**Your instructions**
Reproduce the data that follows character for character, but omit its pictures.

══ Dataset content ══

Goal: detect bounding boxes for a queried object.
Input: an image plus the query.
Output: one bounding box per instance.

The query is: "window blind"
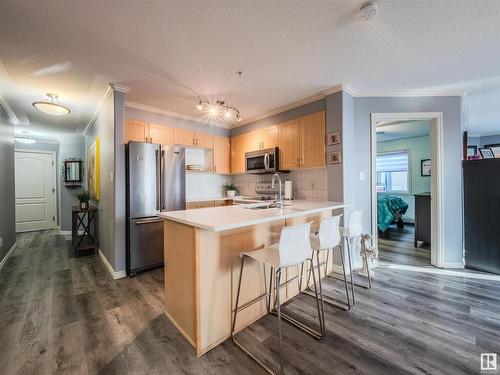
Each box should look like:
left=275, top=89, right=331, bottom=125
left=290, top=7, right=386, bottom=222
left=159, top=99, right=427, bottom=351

═══

**Reply to the exercise**
Goal: detect bounding boxes for a queried object.
Input: an image plus the query.
Output: one bounding box per instance.

The query is: "window blind"
Each box should look like:
left=275, top=89, right=331, bottom=125
left=290, top=7, right=386, bottom=222
left=159, top=99, right=427, bottom=351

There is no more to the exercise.